→ **THE TASK**: Below are records; work out how many of their lines contain the word "that" and reply with the number only.

→ **PROVIDED MATERIAL**:
━━━━
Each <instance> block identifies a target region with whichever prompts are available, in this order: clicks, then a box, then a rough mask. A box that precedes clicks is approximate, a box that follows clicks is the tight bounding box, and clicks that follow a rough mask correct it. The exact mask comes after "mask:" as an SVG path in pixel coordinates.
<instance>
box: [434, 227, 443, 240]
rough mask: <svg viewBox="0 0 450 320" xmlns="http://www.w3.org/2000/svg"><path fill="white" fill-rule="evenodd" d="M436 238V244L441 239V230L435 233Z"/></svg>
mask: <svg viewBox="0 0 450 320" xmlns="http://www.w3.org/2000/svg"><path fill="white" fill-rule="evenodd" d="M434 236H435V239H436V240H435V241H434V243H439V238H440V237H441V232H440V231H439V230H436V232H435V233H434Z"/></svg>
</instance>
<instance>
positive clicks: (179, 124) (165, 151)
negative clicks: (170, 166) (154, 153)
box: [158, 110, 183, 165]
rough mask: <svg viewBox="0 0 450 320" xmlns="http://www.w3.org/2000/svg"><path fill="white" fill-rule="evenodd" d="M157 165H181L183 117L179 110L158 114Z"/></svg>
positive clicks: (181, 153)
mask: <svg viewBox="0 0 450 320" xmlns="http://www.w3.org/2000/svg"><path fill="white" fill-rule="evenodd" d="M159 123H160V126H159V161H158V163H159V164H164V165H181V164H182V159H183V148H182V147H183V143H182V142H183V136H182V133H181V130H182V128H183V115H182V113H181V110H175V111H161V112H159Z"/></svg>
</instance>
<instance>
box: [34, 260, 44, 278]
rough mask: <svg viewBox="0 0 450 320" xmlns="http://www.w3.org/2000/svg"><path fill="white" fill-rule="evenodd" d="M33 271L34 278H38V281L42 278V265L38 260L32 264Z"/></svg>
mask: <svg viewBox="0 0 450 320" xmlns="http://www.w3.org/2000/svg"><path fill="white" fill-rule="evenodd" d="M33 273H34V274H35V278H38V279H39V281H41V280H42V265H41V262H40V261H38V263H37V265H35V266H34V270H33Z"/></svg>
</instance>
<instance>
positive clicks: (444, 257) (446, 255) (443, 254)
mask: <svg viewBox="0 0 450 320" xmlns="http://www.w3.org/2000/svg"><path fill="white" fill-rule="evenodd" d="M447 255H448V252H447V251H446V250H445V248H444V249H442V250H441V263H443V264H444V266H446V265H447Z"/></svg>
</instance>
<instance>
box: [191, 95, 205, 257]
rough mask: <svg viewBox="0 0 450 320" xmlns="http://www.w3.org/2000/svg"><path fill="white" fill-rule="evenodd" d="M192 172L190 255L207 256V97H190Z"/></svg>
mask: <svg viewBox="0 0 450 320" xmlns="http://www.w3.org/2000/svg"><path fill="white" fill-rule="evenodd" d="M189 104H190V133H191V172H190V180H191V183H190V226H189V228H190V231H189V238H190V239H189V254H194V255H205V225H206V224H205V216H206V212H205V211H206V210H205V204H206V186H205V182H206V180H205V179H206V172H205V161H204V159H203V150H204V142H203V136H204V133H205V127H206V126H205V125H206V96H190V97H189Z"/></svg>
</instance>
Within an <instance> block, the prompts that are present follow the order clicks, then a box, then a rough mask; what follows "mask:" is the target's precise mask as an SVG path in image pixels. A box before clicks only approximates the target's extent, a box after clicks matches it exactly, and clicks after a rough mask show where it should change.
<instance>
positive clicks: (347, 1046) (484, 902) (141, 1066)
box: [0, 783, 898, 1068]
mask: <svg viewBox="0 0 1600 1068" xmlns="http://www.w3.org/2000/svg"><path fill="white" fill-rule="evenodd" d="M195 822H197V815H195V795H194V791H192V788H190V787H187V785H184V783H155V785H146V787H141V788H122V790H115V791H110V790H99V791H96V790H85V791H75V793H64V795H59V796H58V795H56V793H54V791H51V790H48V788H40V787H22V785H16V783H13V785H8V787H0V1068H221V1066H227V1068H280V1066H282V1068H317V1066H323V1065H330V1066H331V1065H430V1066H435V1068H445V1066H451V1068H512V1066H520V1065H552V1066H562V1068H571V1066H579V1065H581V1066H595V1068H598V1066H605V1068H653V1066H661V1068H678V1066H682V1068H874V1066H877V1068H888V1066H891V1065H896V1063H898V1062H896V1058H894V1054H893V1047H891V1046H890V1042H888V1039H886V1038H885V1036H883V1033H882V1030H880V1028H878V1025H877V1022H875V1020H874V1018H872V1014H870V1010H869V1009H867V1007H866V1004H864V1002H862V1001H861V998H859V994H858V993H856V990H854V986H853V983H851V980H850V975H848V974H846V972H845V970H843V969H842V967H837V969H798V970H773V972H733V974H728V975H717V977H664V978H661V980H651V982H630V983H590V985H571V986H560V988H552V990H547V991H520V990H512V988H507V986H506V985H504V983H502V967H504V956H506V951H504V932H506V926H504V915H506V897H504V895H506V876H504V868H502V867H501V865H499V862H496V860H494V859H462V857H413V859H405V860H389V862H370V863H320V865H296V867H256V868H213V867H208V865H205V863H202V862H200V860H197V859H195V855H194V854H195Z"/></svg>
━━━━
→ **ANSWER AREA**: 2